== TRECHO FORNECIDO ==
_____

O pedido de constituição do Tribunal Arbitral foi aceite pelo Exmo. Senhor Presidente do CAAD em 10-01-2023, e subsequentemente notificado à AT.
A Requerente não procedeu à nomeação de árbitro, pelo que, ao abrigo do disposto no n.º 1 do artigo 6.º e na alínea b) do n.º 1 do artigo 11.º do RJAT, o Conselho Deontológico designou o ora signatário como árbitro do Tribunal Arbitral Singular, que comunicou a aceitação do encargo no prazo aplicável.
Em 28-02-2023, as partes foram devidamente notificadas dessa designação, e não manifestaram vontade de a recusar, nos termos do artigo 11.º, n.º 1, alíneas a) e b), do RJAT, e dos artigos 6.º e 7.º do Código Deontológico.
O Tribunal Arbitral Singular foi constituído em 20-03-2023, face ao preceituado nos artigos 2.º, n.º 1, alíneas a), e 10.º, n.º 1, do RJAT, para apreciar e decidir o objeto do presente litígio.
A Requerida apresentou a sua resposta, defendendo-se por impugnação, e juntou o processo administrativo (“PA”) em 02-05-2023, alegando, em síntese, o seguinte:
a) A Requerida, não contesta a qualificação jurídica do ASSB como imposto. Nem o podia fazer, posto que é o próprio legislador que anuncia, logo no artigo 1.º do regime que criou o ASSB, que este se destina a aproximar “a carga fiscal suportada pelo setor financeiro à que onera os demais setores”, assumindo-se assim que, no cômputo global da carga fiscal incidente sobre este sector, existe uma vantagem associada à “isenção de imposto sobre o valor acrescentado (IVA) aplicável à generalidade dos serviços e operações financeiras”.
b) Significa, portanto, que, relativamente à natureza deste tributo, quaisquer dúvidas que houvesse ficam à partida esclarecidas pelo próprio legislador - este é um tributo que assume a natureza de imposto indireto, na medida em que visa compensar a não tributação em IVA da generalidade das operações financeiras.
c) Conceptualmente, o ASSB foi configurado como um imposto sobre operações inerentes às atividades financeiras realizadas pelas instituições de crédito, tendo subjacente o desiderato de tributar indiretamente este setor.
d) Em suma, o ASSB assume a mesma natureza do imposto cuja isenção visa compensar (IVA), a de imposto indireto, propondo-se alcançar a manifestação de capacidade contributiva impulsionada pelos fundos obtidos pelas instituições de crédito e instrumentos derivados através das operações financeiras abrangidas pela incidência do imposto.
e) Ora, sendo o IVA uma das fontes de financiamento da segurança social, através da consignação de uma parcela da sua receita (IVA social, regulado pelo artigo 8.° do Decreto Lei n.° 367/2007, de 2 de novembro, que estabelece o quadro de financiamento do sistema de Segurança social).
f) E encontrando-se os serviços financeiros em larga medida isentos de IVA, é uma opção natural e coerente do legislador, na sua preocupação permanente com a sustentabilidade e estabilidade da segurança social e com a necessidade de diversificação das fontes de financiamento desta, a de criar o ASSB como compensação daquela isenção e de consignar a sua receita ao FEFSS.

_____

== DADOS REGISTADOS ==
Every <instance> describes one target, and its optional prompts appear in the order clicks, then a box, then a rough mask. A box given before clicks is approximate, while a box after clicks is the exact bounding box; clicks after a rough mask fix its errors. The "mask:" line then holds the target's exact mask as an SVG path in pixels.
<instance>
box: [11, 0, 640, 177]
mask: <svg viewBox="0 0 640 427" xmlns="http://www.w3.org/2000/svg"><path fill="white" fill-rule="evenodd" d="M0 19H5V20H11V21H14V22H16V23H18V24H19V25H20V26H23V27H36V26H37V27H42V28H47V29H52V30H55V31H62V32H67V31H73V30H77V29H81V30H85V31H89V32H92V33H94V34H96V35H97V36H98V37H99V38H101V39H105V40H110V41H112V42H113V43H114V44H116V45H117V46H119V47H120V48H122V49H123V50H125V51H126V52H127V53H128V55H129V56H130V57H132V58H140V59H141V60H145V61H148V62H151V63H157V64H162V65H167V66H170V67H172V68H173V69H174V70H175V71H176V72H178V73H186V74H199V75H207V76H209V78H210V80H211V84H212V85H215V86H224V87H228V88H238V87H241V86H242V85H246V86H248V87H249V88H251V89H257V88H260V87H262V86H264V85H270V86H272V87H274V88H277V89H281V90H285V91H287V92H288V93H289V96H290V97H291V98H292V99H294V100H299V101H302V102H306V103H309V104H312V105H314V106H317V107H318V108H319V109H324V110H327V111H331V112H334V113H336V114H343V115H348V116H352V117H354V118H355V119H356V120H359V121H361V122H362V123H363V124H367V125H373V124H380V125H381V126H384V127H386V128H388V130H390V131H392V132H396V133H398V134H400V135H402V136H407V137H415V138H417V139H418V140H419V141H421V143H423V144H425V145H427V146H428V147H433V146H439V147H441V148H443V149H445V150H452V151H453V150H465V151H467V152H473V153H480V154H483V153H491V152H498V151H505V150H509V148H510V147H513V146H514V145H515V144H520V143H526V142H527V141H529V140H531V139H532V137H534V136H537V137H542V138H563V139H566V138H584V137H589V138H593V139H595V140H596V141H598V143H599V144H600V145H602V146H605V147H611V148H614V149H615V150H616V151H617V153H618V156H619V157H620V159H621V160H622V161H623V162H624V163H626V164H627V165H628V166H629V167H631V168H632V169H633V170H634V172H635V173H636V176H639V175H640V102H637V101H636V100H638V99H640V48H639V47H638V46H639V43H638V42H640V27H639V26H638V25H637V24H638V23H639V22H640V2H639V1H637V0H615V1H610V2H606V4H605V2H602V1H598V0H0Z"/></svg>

_____

== INSTRUÇÕES DAS TAREFAS ==
1 > Imprima sem qualquer alteração a parte do trecho fornecido que abre com as palavras que contêm "b) Significa, portanto, que, relativamente" e fecha com "das operações financeiras.".
2 > Com base no trecho fornecido, responda às seguintes perguntas:
(a) Em que data foi aceite o pedido de constituição do Tribunal Arbitral?
(b) Em que data foi constituído o Tribunal Arbitral Singular?
(c) A que fundo é consignada a receita do ASSB?
3 > Enumere todas as datas que o trecho fornecido escreve no formato dia-mês-ano, com algarismos separados por hífenes.

== RESPOSTAS DAS TAREFAS ==
1 >
b) Significa, portanto, que, relativamente à natureza deste tributo, quaisquer dúvidas que houvesse ficam à partida esclarecidas pelo próprio legislador - este é um tributo que assume a natureza de imposto indireto, na medida em que visa compensar a não tributação em IVA da generalidade das operações financeiras.

2 >
(a) O pedido foi aceite em 10-01-2023.
(b) O Tribunal Arbitral Singular foi constituído em 20-03-2023.
(c) A receita do ASSB é consignada ao FEFSS.

3 >
As datas são as seguintes:
10-01-2023
28-02-2023
20-03-2023
02-05-2023